Text shown
_ _ _ _ _ _ _

Barnett: Right, the gift of presence, which has felt more difficult during a pandemic. With that in mind, will you talk about the digital aspect of the installation?
Firstenberg: It was important to us to make sure that people had equal access to this art. So many people who had suffered losses due to COVID could not afford the time or the expense of coming all the way to Washington, D.C., to dedicate a flag. We made sure that people who would not be able to attend could dedicate flags through our website. We had the dedications printed on cards and brought to the mall where volunteers could help create those flags for them and plant them for their families. And then we would photograph them and attach that to the digital records so that the photos of those flags would appear on the website just where they were planted on the mall. Some people say it was a real complication to the art, but I think it was an incredibly important enhancement because it aligns with my values as an artist.
Barnett: How did you end up settling on white flags?
Firstenberg: There are very few units of anything that could be respectful enough to commemorate a person’s life. And especially there were very few units that would be respectful enough that I could afford, and so these small white marking flags made sense. Think about [the field] if those were American flags. Think of how that would feel. That iconography wasn’t appropriate. It almost would have hijacked the emotional content. White is the color of innocence and purity, and these were innocent victims of this pandemic. Nobody wanted to die from this dreadful virus.
[Also,] it could be written on, and dedicating these flags was a critical element of the art because it’s one thing to see a field of 700,000 flags. But if you’re walking through this immense field and then look down, all it takes is reading one flag — reading the name or the fact that it was a World War II veteran or a kid who loved turtles — and thinking about all the griefs that one flag represented.

_ _ _ _ _ _ _

Data records
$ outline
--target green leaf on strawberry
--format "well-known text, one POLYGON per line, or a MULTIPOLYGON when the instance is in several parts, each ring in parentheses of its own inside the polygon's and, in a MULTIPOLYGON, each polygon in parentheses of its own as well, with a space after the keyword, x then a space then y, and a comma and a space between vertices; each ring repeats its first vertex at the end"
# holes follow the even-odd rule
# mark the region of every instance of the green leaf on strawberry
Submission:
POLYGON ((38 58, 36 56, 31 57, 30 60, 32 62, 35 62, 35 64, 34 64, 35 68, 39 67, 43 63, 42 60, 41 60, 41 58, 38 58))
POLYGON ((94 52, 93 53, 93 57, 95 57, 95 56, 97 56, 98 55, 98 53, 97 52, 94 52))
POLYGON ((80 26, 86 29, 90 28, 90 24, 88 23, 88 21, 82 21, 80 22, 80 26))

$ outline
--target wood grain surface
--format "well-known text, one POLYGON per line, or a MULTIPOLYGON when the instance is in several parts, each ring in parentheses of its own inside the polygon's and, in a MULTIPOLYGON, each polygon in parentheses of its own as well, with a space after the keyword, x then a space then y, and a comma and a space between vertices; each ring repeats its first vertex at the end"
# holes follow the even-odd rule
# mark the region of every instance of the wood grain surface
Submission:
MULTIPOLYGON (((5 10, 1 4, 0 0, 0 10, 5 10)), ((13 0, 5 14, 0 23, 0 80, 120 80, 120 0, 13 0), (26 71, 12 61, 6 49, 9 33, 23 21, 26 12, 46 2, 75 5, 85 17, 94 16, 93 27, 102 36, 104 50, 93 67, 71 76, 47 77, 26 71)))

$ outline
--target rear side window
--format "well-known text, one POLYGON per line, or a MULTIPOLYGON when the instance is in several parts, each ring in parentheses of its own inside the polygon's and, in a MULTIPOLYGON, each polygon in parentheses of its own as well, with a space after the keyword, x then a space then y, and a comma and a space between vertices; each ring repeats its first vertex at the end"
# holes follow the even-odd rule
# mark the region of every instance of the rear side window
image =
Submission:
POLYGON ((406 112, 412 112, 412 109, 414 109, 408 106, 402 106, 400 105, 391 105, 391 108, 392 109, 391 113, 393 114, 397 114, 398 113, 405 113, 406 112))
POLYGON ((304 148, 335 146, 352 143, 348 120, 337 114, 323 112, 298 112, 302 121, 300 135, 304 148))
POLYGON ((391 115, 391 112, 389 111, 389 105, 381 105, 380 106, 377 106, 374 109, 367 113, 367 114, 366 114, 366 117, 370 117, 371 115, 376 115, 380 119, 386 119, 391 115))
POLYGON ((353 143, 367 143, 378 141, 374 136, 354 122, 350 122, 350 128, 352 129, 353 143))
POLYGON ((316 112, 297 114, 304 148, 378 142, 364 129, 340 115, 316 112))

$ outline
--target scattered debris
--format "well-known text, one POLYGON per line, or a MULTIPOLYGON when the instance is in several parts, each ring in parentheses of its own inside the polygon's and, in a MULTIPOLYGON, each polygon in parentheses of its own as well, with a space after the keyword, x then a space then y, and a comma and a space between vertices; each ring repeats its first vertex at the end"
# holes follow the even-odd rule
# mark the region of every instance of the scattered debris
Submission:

_ _ _ _ _ _ _

Activity
In the interview above, how could people who couldn't travel to Washington, D.C., dedicate a flag? Please answer in one sentence.

Exercise response
They could dedicate flags through the installation's website, and volunteers then made and planted those flags on the mall for them.